What you need to do:
Reproduce the lines from the one containing "Locate the rock" through the end of the rows, substituting "cloudy" for "murky" and leaving all else unchanged.

Entries from an annotation dataset:
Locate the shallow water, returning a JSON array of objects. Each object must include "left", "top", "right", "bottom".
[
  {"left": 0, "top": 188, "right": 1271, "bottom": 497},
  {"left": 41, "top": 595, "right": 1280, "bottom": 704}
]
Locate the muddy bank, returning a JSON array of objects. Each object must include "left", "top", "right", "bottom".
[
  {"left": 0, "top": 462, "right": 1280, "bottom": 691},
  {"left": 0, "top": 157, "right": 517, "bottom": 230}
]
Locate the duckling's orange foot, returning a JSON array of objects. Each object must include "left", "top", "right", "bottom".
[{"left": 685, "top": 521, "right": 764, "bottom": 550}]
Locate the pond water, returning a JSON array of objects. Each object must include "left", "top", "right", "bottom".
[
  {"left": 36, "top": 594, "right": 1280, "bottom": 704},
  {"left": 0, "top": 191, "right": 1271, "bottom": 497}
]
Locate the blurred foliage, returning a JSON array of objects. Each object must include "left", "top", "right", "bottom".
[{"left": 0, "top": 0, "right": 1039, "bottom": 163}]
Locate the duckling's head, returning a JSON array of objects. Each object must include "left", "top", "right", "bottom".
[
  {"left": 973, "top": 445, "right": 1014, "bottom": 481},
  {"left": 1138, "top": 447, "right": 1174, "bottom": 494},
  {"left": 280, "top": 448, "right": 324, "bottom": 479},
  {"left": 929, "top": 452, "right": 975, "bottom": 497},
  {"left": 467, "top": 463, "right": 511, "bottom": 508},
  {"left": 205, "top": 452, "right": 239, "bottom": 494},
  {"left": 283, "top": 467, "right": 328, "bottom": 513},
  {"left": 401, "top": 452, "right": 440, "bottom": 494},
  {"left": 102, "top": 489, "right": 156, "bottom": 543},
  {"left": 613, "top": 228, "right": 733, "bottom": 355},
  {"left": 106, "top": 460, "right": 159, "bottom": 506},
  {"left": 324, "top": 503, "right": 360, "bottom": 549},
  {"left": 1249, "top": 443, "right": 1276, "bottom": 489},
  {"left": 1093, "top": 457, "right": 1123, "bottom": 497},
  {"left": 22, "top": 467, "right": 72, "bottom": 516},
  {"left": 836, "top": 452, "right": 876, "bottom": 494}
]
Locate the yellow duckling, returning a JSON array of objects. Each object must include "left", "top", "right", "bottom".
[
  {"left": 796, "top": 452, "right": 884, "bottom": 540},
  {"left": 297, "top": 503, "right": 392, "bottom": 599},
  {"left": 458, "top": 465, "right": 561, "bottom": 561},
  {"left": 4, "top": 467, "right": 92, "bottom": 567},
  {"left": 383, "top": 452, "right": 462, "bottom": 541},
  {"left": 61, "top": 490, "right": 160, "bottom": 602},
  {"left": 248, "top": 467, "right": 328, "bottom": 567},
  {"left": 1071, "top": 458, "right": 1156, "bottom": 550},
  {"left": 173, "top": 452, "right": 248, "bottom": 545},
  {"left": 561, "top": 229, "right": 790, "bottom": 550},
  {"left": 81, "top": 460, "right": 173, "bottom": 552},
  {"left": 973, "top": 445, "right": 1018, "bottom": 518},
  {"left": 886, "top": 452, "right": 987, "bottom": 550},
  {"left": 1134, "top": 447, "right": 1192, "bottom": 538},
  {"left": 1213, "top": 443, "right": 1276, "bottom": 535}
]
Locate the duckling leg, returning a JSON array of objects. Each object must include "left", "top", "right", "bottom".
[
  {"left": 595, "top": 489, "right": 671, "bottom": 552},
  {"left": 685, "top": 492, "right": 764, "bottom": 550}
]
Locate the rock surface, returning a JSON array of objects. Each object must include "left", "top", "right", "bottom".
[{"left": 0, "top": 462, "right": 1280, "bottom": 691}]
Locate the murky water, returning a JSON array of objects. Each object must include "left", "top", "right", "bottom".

Solved exercise:
Locate the rock surface, returning a JSON array of objects. Each object must include "left", "top", "right", "bottom".
[{"left": 0, "top": 462, "right": 1280, "bottom": 691}]
Locate the cloudy water, returning a JSON array of objects. Each object must include "left", "top", "right", "bottom".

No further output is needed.